INPUT RECORDS section start
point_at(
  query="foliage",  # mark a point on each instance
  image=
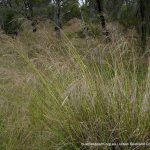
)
(9, 21)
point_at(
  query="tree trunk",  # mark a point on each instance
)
(58, 16)
(102, 18)
(143, 27)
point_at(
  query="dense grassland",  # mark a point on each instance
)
(59, 93)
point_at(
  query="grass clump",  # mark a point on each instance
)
(66, 96)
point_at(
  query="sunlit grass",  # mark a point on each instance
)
(58, 95)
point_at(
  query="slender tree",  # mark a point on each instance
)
(102, 18)
(58, 15)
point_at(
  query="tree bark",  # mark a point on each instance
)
(143, 28)
(102, 18)
(58, 15)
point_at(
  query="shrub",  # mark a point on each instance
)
(9, 21)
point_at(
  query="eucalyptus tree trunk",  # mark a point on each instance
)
(103, 21)
(58, 24)
(91, 9)
(143, 24)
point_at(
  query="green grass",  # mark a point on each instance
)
(59, 93)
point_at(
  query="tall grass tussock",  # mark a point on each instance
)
INPUT RECORDS section end
EXERCISE AIM ->
Find every line in the records above that holds the word "trunk", and copy each one.

SOLUTION ->
  query="tree trunk",  # mark a point on each instance
  query="eucalyptus tree trunk",  # mark a point on each instance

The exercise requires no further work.